» **WORK TASK**:
All of the data must be written out verbatim, with pictures excluded.
----
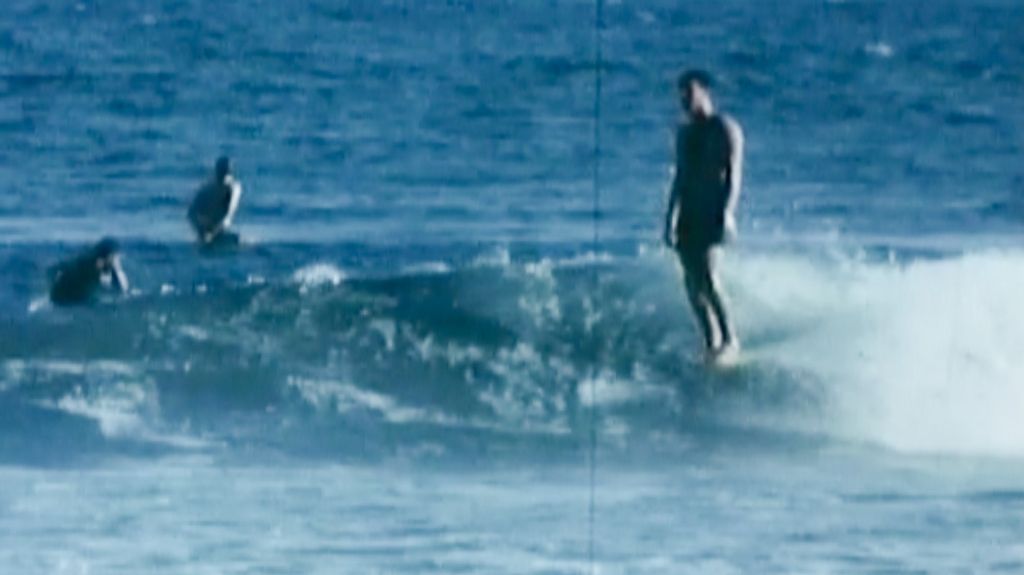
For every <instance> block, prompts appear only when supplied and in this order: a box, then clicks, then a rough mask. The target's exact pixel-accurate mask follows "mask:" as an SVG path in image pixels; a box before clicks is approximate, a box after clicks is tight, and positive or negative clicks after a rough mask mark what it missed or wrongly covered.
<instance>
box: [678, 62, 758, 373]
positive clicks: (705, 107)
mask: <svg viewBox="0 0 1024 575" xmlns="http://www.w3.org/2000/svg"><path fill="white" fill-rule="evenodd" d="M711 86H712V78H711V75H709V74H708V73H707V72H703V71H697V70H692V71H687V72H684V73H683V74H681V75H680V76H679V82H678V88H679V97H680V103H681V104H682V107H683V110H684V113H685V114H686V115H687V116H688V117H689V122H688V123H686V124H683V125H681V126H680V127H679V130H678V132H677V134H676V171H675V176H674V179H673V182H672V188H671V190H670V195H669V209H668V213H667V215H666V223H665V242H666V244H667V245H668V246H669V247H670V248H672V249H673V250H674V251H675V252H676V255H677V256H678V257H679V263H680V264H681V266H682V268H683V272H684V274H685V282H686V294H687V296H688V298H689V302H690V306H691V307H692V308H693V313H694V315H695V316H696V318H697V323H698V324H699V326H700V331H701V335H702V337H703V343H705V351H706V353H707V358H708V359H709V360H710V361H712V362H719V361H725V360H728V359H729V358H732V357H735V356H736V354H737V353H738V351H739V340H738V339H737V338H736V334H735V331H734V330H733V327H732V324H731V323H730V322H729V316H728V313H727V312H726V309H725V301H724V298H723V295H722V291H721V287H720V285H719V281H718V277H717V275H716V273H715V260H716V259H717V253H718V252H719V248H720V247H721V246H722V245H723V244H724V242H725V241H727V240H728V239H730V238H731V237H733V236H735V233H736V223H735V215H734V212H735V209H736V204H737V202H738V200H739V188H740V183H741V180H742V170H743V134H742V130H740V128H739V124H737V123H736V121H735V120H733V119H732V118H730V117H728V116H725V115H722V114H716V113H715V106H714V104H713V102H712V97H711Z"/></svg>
----
» **OUTPUT OF THE TASK**:
For every <instance> block, prompts appear only when supplied and in this order: a box, then clicks, then a rough mask. The target's exact pixel-accurate mask follows "mask:" as an SVG path in image pixels; a box before clicks is approximate, a box after clicks is tight, and positive or negative clicks after a rough mask mark what it missed or wrongly covered.
<instance>
box: [678, 62, 758, 373]
positive clicks: (705, 107)
mask: <svg viewBox="0 0 1024 575" xmlns="http://www.w3.org/2000/svg"><path fill="white" fill-rule="evenodd" d="M711 86H712V78H711V75H709V74H708V73H707V72H703V71H697V70H692V71H687V72H684V73H683V74H681V75H680V76H679V82H678V88H679V97H680V103H681V104H682V107H683V110H684V113H685V114H686V115H687V116H688V117H689V122H688V123H686V124H683V125H681V126H680V127H679V130H678V132H677V134H676V171H675V176H674V179H673V182H672V188H671V190H670V195H669V209H668V213H667V215H666V223H665V242H666V244H667V245H668V246H669V247H670V248H672V249H673V250H674V251H675V252H676V255H677V256H678V257H679V263H680V264H681V266H682V268H683V272H684V274H685V282H686V294H687V296H688V298H689V302H690V306H691V307H692V308H693V313H694V315H695V316H696V318H697V323H698V324H699V326H700V331H701V335H702V337H703V343H705V351H706V353H707V358H708V359H709V360H710V361H712V362H719V361H725V360H728V359H729V358H732V357H735V356H736V354H737V353H738V351H739V340H738V339H737V338H736V334H735V331H734V330H733V327H732V324H731V323H730V322H729V316H728V313H727V312H726V309H725V301H724V298H723V295H722V291H721V287H720V285H719V281H718V277H717V275H716V273H715V260H716V259H717V253H718V252H719V248H720V247H721V246H722V245H723V244H724V242H725V241H727V240H728V239H730V238H731V237H733V236H735V233H736V223H735V215H734V212H735V209H736V204H737V202H738V200H739V188H740V183H741V180H742V170H743V134H742V130H740V128H739V124H737V123H736V121H735V120H733V119H732V118H730V117H728V116H725V115H722V114H716V113H715V106H714V104H713V102H712V97H711Z"/></svg>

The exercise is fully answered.